◆ SUPPLIED DATA
- - - - -

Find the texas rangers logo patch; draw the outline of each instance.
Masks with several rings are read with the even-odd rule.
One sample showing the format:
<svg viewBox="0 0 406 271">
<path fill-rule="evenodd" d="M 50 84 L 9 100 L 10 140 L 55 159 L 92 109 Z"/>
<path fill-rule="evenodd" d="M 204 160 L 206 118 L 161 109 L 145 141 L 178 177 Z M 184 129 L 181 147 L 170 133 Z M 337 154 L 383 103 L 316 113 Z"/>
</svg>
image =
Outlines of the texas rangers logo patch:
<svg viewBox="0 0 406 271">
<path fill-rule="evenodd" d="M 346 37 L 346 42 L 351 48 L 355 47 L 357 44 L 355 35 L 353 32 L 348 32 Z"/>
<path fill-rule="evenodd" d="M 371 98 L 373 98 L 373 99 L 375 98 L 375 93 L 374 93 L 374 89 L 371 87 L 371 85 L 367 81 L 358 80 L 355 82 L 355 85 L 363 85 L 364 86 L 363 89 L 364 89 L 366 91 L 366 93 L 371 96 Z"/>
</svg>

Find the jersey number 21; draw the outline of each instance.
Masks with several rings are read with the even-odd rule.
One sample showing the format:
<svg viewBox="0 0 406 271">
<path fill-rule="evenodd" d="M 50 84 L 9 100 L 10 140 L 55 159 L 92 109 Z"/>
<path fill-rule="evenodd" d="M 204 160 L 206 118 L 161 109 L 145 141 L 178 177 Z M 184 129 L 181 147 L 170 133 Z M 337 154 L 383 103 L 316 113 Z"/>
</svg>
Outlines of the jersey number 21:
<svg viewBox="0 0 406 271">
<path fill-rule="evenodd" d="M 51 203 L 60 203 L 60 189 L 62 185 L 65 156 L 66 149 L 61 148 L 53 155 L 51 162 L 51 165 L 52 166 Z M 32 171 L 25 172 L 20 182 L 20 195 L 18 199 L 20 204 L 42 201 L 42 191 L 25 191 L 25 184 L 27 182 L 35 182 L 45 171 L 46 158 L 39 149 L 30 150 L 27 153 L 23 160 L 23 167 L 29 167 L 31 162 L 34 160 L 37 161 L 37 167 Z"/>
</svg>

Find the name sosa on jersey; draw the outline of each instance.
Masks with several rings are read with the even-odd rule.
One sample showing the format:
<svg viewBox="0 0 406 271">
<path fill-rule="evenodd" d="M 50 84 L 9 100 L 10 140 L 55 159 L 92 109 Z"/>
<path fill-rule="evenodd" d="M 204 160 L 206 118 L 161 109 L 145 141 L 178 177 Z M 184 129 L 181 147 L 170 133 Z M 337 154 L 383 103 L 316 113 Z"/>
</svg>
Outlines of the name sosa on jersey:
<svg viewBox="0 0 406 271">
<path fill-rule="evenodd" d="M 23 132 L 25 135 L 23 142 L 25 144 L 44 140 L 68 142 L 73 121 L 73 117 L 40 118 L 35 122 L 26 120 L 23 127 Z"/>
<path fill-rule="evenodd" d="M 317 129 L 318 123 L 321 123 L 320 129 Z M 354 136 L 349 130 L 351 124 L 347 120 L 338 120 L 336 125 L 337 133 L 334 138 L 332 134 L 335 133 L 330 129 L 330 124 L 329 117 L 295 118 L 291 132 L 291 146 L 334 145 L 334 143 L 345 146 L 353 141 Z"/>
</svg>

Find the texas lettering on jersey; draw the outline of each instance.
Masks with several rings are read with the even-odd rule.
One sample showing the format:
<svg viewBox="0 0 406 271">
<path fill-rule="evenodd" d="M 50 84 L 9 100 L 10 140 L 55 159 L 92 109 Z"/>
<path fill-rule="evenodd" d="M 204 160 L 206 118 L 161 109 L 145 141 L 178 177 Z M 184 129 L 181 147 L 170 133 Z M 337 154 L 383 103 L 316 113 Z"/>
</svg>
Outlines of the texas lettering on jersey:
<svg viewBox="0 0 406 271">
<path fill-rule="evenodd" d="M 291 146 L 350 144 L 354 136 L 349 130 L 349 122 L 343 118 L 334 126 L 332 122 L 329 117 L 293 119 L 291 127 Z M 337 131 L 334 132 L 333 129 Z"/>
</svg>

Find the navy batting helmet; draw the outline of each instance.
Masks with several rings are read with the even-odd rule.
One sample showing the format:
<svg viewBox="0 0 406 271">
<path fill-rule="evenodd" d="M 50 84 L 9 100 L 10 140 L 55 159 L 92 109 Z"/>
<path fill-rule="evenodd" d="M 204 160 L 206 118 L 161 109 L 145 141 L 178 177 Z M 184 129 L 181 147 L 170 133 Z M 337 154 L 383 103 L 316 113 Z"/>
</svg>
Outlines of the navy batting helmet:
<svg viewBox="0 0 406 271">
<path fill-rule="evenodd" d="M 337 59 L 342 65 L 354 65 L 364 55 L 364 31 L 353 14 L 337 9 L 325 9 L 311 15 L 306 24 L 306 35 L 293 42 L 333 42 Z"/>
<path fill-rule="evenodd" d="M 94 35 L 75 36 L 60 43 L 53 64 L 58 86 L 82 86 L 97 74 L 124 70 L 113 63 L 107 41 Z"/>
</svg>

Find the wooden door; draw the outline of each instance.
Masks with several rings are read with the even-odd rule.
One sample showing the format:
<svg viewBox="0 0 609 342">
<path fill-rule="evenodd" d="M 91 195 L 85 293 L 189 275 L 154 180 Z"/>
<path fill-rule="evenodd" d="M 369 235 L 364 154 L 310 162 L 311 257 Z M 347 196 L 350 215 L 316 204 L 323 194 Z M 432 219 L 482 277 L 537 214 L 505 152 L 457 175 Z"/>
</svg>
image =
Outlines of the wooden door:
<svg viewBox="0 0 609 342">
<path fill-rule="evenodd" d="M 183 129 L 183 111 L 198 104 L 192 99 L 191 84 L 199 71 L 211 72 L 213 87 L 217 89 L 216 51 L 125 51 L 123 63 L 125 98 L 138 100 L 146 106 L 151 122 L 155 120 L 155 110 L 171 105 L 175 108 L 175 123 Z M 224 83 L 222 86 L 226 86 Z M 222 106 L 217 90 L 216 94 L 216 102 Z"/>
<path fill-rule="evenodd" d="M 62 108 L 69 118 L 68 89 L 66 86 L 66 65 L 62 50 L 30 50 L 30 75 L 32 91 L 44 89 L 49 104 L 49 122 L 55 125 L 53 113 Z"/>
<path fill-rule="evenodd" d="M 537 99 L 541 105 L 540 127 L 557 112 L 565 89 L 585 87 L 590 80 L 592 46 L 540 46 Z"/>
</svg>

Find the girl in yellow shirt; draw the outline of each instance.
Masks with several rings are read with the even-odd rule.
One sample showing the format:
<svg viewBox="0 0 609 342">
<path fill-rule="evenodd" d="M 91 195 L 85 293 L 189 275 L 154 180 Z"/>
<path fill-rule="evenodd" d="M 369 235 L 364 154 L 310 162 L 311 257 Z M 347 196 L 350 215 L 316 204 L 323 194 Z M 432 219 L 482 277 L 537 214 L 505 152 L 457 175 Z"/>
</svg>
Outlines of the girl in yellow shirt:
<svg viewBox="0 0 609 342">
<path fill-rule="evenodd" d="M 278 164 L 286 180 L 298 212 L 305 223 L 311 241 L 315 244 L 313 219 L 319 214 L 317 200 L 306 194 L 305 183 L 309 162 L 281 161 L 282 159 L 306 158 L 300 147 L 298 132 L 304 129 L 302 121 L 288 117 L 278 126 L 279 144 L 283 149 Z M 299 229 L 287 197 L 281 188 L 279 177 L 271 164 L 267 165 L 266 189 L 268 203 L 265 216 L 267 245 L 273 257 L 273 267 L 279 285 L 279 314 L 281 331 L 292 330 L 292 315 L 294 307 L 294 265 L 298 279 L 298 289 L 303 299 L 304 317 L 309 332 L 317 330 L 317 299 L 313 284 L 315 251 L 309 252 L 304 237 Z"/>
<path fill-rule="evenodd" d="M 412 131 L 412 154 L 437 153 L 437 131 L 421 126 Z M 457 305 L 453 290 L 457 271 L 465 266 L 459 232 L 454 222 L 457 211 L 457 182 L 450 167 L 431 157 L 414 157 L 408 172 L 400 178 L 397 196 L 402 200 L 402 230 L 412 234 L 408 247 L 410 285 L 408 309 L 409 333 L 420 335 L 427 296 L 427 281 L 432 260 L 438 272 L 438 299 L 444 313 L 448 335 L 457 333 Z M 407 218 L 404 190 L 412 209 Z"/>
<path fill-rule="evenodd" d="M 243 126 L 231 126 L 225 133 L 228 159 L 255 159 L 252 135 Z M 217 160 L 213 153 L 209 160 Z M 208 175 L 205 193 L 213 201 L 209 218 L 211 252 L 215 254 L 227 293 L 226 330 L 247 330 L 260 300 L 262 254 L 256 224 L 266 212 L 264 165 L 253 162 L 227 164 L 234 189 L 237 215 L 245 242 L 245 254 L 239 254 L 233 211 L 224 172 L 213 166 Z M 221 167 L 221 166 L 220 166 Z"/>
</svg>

- - - - -

◆ PROBLEM REQUIREMENTS
Please count the lines of the items above that contain the string "lettering" and give only the number; case counts.

◆ THE SOLUTION
2